Make an exact copy of all the records.
*** SUPPLIED MATERIAL
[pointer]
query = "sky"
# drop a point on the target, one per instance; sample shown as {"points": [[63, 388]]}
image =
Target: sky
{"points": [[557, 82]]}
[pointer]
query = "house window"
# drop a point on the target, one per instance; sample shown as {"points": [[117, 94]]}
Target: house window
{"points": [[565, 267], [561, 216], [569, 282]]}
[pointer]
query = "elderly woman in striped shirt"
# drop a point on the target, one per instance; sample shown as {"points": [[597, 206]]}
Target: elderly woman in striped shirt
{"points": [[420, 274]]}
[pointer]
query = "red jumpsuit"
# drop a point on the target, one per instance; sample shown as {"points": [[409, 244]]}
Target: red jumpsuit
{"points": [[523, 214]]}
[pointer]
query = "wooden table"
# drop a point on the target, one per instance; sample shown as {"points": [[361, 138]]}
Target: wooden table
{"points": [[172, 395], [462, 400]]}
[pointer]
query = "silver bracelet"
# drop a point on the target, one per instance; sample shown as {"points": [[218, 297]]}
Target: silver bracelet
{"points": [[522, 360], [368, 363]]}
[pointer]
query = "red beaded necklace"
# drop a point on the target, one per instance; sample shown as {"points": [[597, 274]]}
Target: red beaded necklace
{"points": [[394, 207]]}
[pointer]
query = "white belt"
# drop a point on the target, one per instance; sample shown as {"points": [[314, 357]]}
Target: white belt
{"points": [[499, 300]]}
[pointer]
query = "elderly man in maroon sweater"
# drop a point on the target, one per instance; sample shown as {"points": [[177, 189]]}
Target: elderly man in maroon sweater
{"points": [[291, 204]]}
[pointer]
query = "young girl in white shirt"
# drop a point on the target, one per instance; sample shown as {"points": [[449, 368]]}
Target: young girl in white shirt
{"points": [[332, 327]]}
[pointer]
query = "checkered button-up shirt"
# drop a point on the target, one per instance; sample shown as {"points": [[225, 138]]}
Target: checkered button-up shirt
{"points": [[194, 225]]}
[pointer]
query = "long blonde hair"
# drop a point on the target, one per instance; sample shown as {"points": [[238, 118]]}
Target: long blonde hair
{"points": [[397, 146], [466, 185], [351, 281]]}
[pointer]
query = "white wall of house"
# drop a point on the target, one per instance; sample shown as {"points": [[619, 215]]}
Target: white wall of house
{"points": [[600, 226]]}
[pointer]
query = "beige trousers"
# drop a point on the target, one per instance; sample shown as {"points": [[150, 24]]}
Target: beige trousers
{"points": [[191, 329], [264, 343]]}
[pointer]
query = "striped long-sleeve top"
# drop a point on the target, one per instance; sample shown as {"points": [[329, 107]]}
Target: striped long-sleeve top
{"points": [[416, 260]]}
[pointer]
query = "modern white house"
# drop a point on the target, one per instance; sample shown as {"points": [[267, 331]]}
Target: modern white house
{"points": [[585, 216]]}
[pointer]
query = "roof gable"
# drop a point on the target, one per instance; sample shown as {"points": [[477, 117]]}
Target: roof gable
******
» COMPLETE ANSWER
[pointer]
query = "sky"
# drop a point on the target, one per instance; sample shown as {"points": [[63, 388]]}
image =
Target: sky
{"points": [[557, 82]]}
[pointer]
query = "house window"
# drop a point on the target, one per instance; sample shown as {"points": [[117, 94]]}
Target: house window
{"points": [[565, 267], [561, 216], [569, 282]]}
[pointer]
query = "elderly woman in striped shirt"
# drop a point on the target, one per instance; sample shown as {"points": [[597, 206]]}
Target: elderly woman in striped shirt
{"points": [[420, 274]]}
[pointer]
query = "red jumpsuit"
# drop a point on the target, one per instance; sample shown as {"points": [[409, 244]]}
Target: red jumpsuit
{"points": [[523, 214]]}
[pointer]
query = "wooden table"
# drop a point on the target, one per instance; sample shown as {"points": [[361, 138]]}
Target: wooden table
{"points": [[172, 395], [462, 400]]}
[pointer]
query = "silver bracelet"
# drop a point on the target, one per instance; sample shown as {"points": [[218, 297]]}
Target: silver bracelet
{"points": [[522, 360], [368, 363]]}
[pointer]
query = "red beaded necklace"
# drop a point on the target, one per instance; sample shown as {"points": [[597, 274]]}
Target: red beaded necklace
{"points": [[394, 207]]}
[pointer]
query = "white belt"
# drop a point on the target, one per instance; sample shown as {"points": [[314, 357]]}
Target: white belt
{"points": [[499, 300]]}
[pointer]
query = "elderly man in maroon sweater"
# drop a point on the target, one per instance; sample shown as {"points": [[177, 189]]}
Target: elderly man in maroon sweater
{"points": [[291, 204]]}
[pointer]
query = "young girl in white shirt"
# drop a point on the target, one per instance; sample shown as {"points": [[449, 368]]}
Target: young girl in white shirt
{"points": [[332, 327]]}
[pointer]
query = "checkered button-up shirt"
# drop a point on the target, one per instance; sample shown as {"points": [[225, 138]]}
Target: checkered button-up shirt
{"points": [[194, 225]]}
[pointer]
query = "long blonde hair"
# drop a point on the target, one per instance; sample shown as {"points": [[238, 118]]}
Target: long blonde hair
{"points": [[397, 146], [466, 185], [351, 281]]}
[pointer]
query = "white wall of house"
# drop a point on the target, one per instance; sample shown as {"points": [[619, 215]]}
Target: white wall of house
{"points": [[600, 226]]}
[pointer]
query = "beige trousers"
# drop a point on the target, one per instance; sample shown as {"points": [[150, 24]]}
Target: beige trousers
{"points": [[191, 329], [264, 343]]}
[pointer]
query = "striped long-sleeve top"
# drop a point on the target, one per instance; sample shown as {"points": [[329, 107]]}
Target: striped long-sleeve top
{"points": [[416, 260]]}
[pointer]
query = "modern white house"
# drop a point on the target, one per instance; sample shown as {"points": [[267, 331]]}
Target: modern white house
{"points": [[585, 216]]}
[pointer]
query = "roof gable"
# drop a point on the target, one per instance; sample shown as {"points": [[477, 117]]}
Target: roof gable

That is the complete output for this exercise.